*What the task requires*: Return the lines below that carry the word "blue".

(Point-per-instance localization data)

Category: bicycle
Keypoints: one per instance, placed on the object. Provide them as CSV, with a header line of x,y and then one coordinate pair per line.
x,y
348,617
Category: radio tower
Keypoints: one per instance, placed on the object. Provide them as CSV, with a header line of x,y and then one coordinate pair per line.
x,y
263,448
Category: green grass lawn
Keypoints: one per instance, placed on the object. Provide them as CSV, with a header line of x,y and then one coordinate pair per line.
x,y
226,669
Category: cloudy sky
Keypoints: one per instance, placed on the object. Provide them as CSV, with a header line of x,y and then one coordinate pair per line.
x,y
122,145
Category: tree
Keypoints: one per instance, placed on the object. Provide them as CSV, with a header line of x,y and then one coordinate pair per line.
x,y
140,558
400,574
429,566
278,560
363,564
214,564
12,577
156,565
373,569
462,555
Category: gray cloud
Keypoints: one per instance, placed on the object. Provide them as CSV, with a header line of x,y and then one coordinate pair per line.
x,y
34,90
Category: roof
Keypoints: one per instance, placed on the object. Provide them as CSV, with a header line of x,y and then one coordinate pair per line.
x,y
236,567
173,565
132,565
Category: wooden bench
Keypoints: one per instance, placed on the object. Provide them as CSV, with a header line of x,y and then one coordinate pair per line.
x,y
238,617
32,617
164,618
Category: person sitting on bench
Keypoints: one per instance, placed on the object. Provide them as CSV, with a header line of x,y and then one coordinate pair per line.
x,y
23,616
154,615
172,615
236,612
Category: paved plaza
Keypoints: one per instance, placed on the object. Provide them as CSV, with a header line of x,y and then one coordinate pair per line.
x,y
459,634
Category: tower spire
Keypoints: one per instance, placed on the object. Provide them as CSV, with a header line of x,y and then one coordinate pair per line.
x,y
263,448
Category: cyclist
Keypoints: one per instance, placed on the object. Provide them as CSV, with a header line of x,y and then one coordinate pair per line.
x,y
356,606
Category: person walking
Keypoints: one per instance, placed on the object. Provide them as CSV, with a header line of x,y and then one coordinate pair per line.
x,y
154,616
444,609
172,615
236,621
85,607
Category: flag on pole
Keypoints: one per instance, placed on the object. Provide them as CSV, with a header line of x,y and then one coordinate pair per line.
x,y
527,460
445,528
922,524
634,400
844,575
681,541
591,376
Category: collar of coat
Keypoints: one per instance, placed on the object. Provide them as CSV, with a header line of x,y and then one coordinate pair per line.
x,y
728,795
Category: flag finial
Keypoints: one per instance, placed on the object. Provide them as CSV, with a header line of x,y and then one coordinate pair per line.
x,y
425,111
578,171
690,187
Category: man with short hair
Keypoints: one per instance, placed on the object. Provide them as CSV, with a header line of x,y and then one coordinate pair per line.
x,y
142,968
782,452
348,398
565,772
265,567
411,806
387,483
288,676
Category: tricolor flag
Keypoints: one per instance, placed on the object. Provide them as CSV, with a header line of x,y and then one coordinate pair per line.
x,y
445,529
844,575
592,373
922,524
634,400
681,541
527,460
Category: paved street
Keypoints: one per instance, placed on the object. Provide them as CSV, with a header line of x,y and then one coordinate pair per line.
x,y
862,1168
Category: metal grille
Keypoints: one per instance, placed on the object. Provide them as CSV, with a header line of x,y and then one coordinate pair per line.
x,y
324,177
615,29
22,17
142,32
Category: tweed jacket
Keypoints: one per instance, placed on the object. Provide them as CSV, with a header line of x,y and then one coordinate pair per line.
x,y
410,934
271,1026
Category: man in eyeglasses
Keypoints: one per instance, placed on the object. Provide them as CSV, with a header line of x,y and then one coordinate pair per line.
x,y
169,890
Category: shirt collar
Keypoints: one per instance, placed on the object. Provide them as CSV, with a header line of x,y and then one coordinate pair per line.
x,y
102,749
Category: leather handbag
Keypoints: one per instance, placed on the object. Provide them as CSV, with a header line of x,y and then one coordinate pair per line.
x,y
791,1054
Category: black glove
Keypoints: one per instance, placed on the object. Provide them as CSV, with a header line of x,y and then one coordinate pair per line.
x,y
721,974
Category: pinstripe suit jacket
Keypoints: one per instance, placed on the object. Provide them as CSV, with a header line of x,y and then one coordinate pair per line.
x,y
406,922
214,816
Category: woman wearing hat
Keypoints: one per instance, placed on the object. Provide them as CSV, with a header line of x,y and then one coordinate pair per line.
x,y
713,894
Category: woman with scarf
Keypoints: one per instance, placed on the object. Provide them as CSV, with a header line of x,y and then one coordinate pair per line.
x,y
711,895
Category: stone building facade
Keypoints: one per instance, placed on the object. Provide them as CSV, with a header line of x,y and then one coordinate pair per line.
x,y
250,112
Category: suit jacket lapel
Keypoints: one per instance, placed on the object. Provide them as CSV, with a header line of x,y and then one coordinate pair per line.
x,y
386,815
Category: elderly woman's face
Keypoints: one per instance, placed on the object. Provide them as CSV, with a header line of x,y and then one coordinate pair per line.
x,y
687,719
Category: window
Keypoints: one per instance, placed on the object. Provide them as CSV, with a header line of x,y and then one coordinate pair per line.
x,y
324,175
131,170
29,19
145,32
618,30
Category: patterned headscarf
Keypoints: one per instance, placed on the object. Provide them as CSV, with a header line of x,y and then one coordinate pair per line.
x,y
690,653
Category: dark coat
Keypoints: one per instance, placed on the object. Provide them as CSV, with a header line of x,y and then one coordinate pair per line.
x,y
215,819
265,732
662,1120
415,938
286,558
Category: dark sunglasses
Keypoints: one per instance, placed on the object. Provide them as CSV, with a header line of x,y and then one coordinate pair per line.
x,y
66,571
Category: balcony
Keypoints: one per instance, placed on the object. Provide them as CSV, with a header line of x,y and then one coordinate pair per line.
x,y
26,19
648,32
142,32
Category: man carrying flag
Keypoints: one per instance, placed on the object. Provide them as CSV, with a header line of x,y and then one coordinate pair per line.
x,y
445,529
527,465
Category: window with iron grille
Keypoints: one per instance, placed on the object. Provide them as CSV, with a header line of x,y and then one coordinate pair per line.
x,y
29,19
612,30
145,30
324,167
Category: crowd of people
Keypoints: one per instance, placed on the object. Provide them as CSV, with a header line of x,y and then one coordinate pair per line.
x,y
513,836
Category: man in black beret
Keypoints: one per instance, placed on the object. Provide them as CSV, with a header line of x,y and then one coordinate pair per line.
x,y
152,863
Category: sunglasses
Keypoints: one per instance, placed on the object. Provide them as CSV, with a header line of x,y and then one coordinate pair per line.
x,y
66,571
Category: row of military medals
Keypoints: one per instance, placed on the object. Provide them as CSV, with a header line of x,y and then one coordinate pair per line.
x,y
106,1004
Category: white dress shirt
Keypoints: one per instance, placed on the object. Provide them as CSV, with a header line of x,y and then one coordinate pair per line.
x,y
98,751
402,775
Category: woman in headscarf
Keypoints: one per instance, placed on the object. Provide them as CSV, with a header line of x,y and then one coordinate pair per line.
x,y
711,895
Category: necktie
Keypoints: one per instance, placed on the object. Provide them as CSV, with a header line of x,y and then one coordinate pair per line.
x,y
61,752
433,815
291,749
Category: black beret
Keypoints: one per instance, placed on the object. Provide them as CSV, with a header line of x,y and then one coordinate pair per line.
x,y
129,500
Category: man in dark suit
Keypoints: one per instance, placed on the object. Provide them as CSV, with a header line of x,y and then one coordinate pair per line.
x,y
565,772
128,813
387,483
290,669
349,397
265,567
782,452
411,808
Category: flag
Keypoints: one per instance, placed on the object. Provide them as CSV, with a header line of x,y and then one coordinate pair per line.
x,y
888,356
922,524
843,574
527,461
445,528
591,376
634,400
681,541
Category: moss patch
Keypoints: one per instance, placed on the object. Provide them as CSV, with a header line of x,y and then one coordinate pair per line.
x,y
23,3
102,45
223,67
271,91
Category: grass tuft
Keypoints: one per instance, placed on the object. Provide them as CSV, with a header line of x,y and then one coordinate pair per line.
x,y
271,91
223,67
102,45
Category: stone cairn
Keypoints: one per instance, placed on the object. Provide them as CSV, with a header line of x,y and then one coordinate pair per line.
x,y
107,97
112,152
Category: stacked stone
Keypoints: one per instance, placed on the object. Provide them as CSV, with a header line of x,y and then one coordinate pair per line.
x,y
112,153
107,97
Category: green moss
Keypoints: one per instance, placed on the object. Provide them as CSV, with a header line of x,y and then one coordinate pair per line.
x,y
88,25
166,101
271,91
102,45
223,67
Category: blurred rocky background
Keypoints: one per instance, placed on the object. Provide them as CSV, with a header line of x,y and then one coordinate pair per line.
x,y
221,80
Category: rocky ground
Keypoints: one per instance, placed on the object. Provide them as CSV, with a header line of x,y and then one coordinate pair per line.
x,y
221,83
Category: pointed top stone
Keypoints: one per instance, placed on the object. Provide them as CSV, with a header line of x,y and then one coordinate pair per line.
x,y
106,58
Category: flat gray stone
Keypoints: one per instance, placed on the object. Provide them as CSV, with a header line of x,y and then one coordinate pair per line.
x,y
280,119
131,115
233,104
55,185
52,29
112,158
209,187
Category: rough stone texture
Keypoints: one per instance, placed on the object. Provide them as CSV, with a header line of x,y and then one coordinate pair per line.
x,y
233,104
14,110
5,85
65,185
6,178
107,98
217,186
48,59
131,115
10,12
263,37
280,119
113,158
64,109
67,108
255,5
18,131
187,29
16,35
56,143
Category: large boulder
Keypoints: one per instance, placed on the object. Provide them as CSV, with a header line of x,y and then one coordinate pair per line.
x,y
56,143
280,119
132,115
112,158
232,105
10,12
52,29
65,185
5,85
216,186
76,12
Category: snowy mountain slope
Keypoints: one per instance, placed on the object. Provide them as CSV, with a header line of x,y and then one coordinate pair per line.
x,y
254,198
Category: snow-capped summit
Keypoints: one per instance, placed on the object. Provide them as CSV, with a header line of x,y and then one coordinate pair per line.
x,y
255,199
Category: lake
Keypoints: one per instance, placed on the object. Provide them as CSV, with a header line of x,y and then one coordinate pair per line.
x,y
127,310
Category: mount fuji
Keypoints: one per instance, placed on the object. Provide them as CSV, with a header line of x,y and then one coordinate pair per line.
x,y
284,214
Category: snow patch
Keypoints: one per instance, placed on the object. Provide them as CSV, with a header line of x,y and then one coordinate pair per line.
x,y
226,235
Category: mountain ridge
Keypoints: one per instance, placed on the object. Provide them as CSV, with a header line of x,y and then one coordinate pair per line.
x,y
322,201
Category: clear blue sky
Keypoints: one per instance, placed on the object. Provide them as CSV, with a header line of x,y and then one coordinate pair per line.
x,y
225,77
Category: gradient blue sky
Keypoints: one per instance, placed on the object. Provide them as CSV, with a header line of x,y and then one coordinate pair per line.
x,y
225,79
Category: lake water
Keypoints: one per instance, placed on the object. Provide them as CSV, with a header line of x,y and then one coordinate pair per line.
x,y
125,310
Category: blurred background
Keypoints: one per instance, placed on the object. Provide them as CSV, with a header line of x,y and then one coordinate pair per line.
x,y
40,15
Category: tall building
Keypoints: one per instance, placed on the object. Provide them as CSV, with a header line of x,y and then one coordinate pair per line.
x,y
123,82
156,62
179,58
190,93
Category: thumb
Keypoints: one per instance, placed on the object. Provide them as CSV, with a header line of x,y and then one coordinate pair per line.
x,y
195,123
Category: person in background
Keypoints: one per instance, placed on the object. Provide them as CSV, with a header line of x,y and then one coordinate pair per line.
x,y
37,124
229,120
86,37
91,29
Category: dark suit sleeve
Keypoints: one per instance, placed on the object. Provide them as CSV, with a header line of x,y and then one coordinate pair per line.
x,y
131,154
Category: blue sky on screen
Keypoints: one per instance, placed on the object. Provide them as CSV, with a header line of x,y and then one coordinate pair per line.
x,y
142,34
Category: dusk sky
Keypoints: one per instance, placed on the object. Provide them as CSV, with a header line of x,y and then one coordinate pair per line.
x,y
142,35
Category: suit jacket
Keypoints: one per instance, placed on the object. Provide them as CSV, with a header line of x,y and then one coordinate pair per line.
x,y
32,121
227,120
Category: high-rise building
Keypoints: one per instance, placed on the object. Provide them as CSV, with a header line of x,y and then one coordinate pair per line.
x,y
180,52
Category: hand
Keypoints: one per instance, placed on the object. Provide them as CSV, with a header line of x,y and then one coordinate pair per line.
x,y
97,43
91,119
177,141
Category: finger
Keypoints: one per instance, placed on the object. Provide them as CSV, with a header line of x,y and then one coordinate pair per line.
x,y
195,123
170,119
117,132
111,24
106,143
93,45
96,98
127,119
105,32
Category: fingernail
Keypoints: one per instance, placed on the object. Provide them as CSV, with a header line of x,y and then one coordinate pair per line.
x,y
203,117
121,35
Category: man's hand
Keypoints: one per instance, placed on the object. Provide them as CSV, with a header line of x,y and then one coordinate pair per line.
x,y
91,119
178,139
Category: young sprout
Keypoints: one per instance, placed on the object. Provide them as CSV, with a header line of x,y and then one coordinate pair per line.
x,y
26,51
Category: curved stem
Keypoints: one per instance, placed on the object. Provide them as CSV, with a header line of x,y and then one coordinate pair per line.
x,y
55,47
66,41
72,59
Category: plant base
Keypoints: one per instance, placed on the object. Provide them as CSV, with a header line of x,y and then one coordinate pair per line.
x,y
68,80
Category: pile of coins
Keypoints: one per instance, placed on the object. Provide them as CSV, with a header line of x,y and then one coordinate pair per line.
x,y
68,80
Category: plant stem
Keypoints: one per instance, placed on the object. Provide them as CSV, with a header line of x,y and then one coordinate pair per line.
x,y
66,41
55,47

*Exercise output*:
Category: clear blue sky
Category: gradient blue sky
Category: blue sky on screen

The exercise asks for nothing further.